[Data excerpts]

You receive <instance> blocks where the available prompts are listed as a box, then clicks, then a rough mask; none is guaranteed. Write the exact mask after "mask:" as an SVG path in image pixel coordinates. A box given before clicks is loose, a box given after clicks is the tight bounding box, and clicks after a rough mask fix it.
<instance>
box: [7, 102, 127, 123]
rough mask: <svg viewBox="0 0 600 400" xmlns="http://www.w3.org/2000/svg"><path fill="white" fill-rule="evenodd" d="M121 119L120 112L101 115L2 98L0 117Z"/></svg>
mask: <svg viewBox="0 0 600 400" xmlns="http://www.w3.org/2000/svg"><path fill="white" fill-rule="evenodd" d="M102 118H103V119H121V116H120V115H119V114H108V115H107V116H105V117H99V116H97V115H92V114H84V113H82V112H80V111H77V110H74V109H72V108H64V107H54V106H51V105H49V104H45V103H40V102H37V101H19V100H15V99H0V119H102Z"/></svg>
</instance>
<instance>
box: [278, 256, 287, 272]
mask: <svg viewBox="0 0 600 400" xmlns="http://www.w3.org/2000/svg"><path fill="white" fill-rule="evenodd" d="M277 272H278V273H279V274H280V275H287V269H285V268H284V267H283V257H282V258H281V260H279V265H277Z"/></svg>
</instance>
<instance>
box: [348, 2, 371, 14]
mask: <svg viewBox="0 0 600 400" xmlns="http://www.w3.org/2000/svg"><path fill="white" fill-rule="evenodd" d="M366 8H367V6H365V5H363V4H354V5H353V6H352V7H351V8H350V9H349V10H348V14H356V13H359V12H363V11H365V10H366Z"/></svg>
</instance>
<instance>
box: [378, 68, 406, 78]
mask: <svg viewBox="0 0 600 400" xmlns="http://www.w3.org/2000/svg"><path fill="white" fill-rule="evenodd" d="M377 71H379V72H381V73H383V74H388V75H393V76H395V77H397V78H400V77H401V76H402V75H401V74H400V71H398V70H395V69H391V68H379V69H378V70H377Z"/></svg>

[Assignment] The listing is to be given again exactly, line for line.

[Answer]
You receive <instance> blocks where the available prompts are listed as a box, then clicks, then a rough mask; none is guaranteed. Write the exact mask after "mask:" as an SVG path in image pixel coordinates. A box given before clicks is loose, a box given after clicks is the tight bounding box, and clicks after a rough mask fix it.
<instance>
box: [7, 102, 127, 123]
rough mask: <svg viewBox="0 0 600 400" xmlns="http://www.w3.org/2000/svg"><path fill="white" fill-rule="evenodd" d="M121 119L120 112L101 115L2 98L0 117Z"/></svg>
mask: <svg viewBox="0 0 600 400" xmlns="http://www.w3.org/2000/svg"><path fill="white" fill-rule="evenodd" d="M102 118H103V119H121V116H120V115H119V114H108V115H107V116H105V117H99V116H97V115H92V114H84V113H82V112H80V111H77V110H74V109H72V108H64V107H54V106H51V105H49V104H45V103H40V102H37V101H19V100H15V99H0V119H102Z"/></svg>
</instance>
<instance>
box: [278, 256, 287, 272]
mask: <svg viewBox="0 0 600 400" xmlns="http://www.w3.org/2000/svg"><path fill="white" fill-rule="evenodd" d="M277 272H278V273H279V274H280V275H287V269H285V268H284V267H283V257H282V258H281V260H279V265H277Z"/></svg>
</instance>
<instance>
box: [348, 2, 371, 14]
mask: <svg viewBox="0 0 600 400" xmlns="http://www.w3.org/2000/svg"><path fill="white" fill-rule="evenodd" d="M366 8H367V6H365V5H363V4H354V5H353V6H352V7H351V8H350V9H349V10H348V14H356V13H359V12H363V11H365V10H366Z"/></svg>
</instance>
<instance>
box: [378, 68, 406, 78]
mask: <svg viewBox="0 0 600 400" xmlns="http://www.w3.org/2000/svg"><path fill="white" fill-rule="evenodd" d="M377 71H379V72H381V73H383V74H388V75H393V76H395V77H397V78H400V77H401V76H402V75H401V74H400V71H398V70H395V69H391V68H379V69H378V70H377Z"/></svg>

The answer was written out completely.